### Tasks
- A) According to the Zaarour biography, from which university did Zaarour earn his PhD in Digital Media?
- B) From the Zaarour biography, copy out the passage that begins with the words containing "Syrian politician (born" and ends with "9 May 2026.".
- C) Extend the Zaarour biography past its final sentence.

### Passage
Minister of Information
- Incumbent
- Assumed office 9 May 2026
- President: Ahmed al-Sharaa
- Preceded by: Hamza al-Mustafa

Personal details
- Born: 1990 (age 35–36) Damascus, Syria
- Alma mater: Damascus University (BA) Lebanese University (MA, PhD) Daawa University Institute for Islamic Studies (PhD)

= Khaled Fawaz Zaarour =

Syrian politician (born 1990)

Khaled Fawaz Zaarour (Note: خالد فواز زعرور) is a Syrian politician and academic who is currently serving as the Minister of Information since 9 May 2026.

== Education and career ==
Zaarour graduated with a Bachelor's degree in Media from Damascus University in 2011. He later moved to Lebanon and obtained a Master's degree in Media Institution Evaluation and Development in 2014 and a PhD in Digital Media in 2019, both from the Lebanese University. Additionally, Zaarour obtained a PhD in Islamic Studies in 2024 from the Daawa University Institute for Islamic Studies in Beirut.

### Provided data
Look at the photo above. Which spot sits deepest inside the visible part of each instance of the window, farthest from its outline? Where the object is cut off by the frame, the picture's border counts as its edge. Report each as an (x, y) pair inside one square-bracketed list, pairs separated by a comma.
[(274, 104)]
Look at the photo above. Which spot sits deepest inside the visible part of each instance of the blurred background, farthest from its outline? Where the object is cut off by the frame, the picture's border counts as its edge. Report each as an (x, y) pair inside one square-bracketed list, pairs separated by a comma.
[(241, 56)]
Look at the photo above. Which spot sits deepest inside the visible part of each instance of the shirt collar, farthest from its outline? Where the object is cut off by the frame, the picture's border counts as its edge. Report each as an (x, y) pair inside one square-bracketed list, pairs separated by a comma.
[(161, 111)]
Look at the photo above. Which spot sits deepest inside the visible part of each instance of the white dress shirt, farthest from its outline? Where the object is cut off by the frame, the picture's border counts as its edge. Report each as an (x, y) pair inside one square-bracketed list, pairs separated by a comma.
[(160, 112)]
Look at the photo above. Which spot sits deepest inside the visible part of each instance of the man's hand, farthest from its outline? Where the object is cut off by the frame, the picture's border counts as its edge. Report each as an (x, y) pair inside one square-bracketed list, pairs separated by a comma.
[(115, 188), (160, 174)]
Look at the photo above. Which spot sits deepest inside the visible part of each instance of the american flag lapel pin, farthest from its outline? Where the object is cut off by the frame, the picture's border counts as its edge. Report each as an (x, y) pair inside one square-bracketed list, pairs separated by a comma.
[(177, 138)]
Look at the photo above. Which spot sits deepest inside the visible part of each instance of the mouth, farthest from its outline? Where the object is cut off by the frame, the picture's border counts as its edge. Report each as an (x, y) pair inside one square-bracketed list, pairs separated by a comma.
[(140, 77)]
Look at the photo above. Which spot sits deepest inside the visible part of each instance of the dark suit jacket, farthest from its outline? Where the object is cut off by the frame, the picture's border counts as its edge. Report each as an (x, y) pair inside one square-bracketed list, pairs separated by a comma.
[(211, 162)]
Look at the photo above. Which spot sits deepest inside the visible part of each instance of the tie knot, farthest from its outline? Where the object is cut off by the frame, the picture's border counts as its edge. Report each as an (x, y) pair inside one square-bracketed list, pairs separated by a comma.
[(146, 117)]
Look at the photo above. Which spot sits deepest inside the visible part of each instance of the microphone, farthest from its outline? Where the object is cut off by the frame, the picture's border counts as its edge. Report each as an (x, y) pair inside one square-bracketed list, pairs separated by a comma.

### Answers for the exercise
- A) The Lebanese University.

- B)
Syrian politician (born 1990)

Khaled Fawaz Zaarour (Note: خالد فواز زعرور) is a Syrian politician and academic who is currently serving as the Minister of Information since 9 May 2026.

- C)
He had previously worked as a lecturer at several Lebanese and Syrian universities between 2015 and 2024. He was later appointed as Dean of the Faculty of Media at Damascus University in March 2025, shortly following the fall of the Assad regime. The appointment sparked controversy at the time, reportedly due to the lack of clarification regarding the criteria for which Zaarour was chosen, and the legal framework for his appointment.

The Syrian Arab News Agency reported that Zaarour had signed nine strategic agreements with international media organizations, including Al Jazeera, BBC, and France 24, and contributed to the training of over 100 graduates and students and participated in developing media curricula in northwestern Syria. (Note: The territory was administered by the Syrian opposition during the Syrian civil war.)

He received a research award from the American University of Beirut in 2019 and an honor from the Iraqi University in 2022.

Zaarour supervised a number of master's theses and doctoral dissertations, participated in many media conferences, and has 5 scientific papers published in peer-reviewed journals as of May 2026.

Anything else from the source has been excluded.